## start

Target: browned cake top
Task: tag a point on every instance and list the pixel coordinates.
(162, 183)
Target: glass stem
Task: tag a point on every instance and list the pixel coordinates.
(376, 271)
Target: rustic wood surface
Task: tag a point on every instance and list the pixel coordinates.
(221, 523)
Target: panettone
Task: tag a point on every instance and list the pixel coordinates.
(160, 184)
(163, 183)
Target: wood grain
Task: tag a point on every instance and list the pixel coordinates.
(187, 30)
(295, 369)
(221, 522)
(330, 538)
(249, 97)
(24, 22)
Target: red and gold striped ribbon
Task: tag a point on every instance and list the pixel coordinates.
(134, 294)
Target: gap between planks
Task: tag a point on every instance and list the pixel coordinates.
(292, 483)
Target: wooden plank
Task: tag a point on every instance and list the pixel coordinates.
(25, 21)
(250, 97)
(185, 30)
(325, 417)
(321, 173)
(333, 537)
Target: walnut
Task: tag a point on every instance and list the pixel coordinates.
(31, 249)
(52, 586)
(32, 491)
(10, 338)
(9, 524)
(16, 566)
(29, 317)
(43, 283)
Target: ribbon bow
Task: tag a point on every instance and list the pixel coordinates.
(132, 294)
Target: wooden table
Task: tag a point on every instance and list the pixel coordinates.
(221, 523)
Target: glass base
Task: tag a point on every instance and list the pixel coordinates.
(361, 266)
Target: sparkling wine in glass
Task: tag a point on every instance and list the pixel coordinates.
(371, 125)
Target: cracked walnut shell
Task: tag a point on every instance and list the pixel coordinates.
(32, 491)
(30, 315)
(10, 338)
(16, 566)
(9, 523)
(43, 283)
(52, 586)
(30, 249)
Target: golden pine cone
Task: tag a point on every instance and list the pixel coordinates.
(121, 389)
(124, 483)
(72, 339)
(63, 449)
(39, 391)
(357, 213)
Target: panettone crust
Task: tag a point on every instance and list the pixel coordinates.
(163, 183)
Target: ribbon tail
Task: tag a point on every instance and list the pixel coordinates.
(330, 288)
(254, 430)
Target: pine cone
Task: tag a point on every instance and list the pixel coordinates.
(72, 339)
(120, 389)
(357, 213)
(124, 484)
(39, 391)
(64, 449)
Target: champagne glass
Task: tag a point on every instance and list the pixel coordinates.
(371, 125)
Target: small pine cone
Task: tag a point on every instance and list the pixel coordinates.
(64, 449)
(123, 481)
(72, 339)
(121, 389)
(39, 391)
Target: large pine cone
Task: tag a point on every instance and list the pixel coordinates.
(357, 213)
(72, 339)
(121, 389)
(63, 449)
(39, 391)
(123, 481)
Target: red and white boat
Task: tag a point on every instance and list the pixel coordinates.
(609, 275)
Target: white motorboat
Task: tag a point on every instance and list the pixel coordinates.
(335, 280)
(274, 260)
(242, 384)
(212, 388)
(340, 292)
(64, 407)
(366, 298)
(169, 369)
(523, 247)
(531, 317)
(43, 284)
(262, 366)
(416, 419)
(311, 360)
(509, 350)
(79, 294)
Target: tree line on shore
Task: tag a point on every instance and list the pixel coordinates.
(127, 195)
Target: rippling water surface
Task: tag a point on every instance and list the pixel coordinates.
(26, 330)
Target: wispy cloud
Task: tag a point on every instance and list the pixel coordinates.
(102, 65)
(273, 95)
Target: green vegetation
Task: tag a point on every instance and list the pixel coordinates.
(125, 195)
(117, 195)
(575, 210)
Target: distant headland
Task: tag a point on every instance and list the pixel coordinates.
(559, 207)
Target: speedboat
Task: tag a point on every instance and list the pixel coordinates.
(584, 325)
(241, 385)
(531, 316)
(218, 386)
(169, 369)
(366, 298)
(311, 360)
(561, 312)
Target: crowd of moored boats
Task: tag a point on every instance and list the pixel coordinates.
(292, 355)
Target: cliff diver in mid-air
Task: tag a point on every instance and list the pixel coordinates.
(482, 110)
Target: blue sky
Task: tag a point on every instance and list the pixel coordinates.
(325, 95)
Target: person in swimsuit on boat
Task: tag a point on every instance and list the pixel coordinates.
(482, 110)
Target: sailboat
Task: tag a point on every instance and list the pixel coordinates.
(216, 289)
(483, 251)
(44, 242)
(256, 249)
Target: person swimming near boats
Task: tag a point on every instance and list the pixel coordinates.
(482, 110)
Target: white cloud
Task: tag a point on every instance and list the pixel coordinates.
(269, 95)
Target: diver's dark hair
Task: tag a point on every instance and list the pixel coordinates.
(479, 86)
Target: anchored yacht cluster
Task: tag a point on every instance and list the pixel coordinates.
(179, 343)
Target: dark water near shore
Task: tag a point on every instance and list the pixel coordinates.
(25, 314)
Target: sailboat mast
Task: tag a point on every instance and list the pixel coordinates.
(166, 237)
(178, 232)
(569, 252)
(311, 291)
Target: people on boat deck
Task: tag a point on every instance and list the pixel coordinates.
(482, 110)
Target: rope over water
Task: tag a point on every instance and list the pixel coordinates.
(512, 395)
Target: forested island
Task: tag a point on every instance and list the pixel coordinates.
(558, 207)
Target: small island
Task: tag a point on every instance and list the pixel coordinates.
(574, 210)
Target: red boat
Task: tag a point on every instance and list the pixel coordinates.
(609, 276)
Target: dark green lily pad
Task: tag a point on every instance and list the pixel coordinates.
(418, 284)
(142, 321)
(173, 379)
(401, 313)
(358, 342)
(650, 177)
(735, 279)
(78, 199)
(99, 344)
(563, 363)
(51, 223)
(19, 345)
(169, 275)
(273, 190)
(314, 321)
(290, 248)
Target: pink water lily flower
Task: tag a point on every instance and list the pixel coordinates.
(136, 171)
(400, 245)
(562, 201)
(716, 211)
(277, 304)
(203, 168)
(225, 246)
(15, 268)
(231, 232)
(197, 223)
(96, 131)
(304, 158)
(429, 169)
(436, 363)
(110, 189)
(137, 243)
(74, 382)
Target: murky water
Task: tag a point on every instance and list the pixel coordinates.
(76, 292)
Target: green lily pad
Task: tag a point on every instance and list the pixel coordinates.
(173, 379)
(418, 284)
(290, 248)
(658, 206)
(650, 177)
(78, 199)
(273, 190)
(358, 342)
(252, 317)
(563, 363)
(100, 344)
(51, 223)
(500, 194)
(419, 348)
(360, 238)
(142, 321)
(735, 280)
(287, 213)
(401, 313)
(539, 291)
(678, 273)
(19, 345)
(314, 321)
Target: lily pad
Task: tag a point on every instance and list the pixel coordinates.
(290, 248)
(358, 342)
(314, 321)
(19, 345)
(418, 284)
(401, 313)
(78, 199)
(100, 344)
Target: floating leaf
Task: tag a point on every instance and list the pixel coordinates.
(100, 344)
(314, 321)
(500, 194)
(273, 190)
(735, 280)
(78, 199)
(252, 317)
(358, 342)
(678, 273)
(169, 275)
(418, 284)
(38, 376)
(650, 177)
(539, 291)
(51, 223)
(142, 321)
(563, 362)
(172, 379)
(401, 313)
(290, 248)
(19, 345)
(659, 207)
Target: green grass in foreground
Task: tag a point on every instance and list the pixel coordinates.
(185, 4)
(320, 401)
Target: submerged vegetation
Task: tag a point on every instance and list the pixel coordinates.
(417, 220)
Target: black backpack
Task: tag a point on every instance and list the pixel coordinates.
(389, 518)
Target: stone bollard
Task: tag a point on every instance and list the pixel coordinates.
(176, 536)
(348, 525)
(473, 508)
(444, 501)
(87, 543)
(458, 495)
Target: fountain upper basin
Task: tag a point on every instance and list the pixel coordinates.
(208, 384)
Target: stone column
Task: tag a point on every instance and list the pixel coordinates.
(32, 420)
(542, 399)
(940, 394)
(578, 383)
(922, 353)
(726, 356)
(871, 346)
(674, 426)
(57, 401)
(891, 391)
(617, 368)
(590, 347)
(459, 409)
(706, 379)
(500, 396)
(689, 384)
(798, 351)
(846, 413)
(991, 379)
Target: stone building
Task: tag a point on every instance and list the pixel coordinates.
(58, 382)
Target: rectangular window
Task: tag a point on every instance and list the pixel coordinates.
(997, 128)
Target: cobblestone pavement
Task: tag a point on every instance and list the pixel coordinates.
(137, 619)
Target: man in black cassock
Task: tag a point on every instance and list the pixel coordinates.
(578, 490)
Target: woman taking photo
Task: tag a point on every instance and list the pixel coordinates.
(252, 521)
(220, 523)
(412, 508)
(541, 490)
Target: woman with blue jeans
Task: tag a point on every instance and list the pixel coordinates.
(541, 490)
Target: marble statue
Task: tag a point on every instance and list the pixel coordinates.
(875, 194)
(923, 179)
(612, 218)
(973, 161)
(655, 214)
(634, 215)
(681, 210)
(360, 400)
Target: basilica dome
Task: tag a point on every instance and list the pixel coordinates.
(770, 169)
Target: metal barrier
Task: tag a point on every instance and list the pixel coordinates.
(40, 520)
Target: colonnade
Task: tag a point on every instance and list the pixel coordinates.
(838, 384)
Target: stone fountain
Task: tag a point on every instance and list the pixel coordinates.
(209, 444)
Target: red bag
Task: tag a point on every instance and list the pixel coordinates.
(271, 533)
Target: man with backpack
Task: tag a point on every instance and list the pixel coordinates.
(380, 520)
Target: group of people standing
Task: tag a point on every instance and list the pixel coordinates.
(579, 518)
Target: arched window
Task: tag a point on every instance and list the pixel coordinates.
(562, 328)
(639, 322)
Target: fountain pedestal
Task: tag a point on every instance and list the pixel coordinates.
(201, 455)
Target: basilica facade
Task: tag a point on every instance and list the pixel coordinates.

## end

- **Problem requirements**
Extract the closing run of lines, starting with the one containing "Target: metal barrier" and ending at the last, exactly as written.

- **Correct response**
Target: metal barrier
Task: tag a point on every instance and list the pixel coordinates.
(40, 520)
Target: colonnade
Task: tag a point on every instance and list the pixel coordinates.
(838, 384)
Target: stone fountain
Task: tag a point on every instance and list the pixel coordinates.
(209, 444)
Target: red bag
Task: tag a point on every instance and list the pixel coordinates.
(271, 533)
Target: man with backpack
Task: tag a point on every instance and list the pixel coordinates.
(380, 520)
Target: group of people standing
Task: tag a point on every instance and list the pixel coordinates.
(579, 518)
Target: arched window
Task: tag a point on every instance and list the pixel coordinates.
(562, 328)
(639, 322)
Target: fountain pedestal
Task: tag a point on every instance and list the pixel coordinates.
(201, 455)
Target: basilica facade
Task: tag a point on every instance and list the pixel coordinates.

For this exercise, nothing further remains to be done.